= Beginning of Section =

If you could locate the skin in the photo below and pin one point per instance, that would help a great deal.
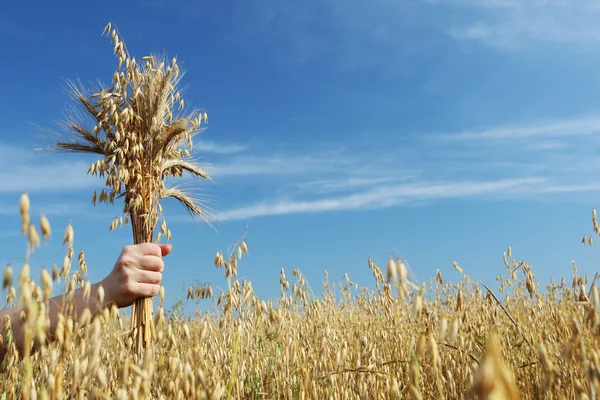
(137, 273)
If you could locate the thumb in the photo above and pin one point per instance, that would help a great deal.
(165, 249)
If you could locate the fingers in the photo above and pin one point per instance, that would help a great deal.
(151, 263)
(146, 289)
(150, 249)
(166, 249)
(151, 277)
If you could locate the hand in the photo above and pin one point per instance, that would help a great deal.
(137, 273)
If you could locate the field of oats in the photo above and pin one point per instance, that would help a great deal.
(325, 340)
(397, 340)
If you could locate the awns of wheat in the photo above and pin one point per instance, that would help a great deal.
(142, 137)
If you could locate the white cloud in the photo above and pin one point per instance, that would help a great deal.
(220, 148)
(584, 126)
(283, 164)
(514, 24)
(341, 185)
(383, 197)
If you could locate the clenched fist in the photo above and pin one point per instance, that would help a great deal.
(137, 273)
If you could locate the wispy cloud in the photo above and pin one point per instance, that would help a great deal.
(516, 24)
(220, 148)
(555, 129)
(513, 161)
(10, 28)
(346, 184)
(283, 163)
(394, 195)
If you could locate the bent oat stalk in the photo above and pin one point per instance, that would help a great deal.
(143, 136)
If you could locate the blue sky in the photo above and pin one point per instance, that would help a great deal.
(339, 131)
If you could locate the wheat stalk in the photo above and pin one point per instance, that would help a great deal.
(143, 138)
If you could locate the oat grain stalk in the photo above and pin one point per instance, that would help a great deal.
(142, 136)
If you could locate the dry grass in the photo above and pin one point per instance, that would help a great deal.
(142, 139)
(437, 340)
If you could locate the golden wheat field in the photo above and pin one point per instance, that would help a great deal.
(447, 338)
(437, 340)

= End of Section =

TASK OBJECTIVE —
Please set down the whole listing above exactly and skip every picture.

RESPONSE BELOW —
If you could locate the skin in the photo below and pin one point per instance, that would help a great deal.
(137, 273)
If you could locate the thumb in the photo above and pin one point per instance, that would help a great deal.
(165, 249)
If you could locate the fingers in the photo above and pin one point per instance, that would help a great deal.
(151, 263)
(146, 289)
(150, 249)
(166, 249)
(151, 277)
If you could locate the hand in the photo above and pin one point per instance, that would help a great deal.
(137, 273)
If you could locate the field of oats in the photo above and pin one point per instance, that would help a great deal.
(325, 340)
(397, 340)
If you could locate the awns of wheat in the photo above and pin one point per instance, that would help a great deal.
(142, 137)
If you could locate the white cloud in the photo above and pin one point per instance, that would help a great deal.
(220, 148)
(584, 126)
(283, 164)
(514, 24)
(341, 185)
(383, 197)
If you could locate the clenched fist in the photo above and pin one point per instance, that would help a great deal.
(137, 273)
If you could locate the wispy cloud in the photo above and pin one point per instance, that would help a great deal.
(516, 24)
(220, 148)
(555, 129)
(513, 161)
(10, 28)
(346, 184)
(283, 163)
(394, 195)
If you could locate the bent oat stalk in the photo above and pin one point per instance, that would help a great deal.
(143, 136)
If you could locate the blue sky in the photo above and pin one point per instance, that would help a great deal.
(339, 131)
If you could locate the wheat stalk in the photo above and pin one point per instance, that would help a great deal.
(143, 138)
If you could locate the oat grain stalk in the photo above and pin one point per instance, that would help a great deal.
(142, 136)
If you could locate the dry grass in the photo above and pin one point per instance, that would help a great deal.
(142, 139)
(437, 340)
If you could locate the golden wheat field in the photo above and pin one point per instance, that would help a great deal.
(447, 338)
(437, 340)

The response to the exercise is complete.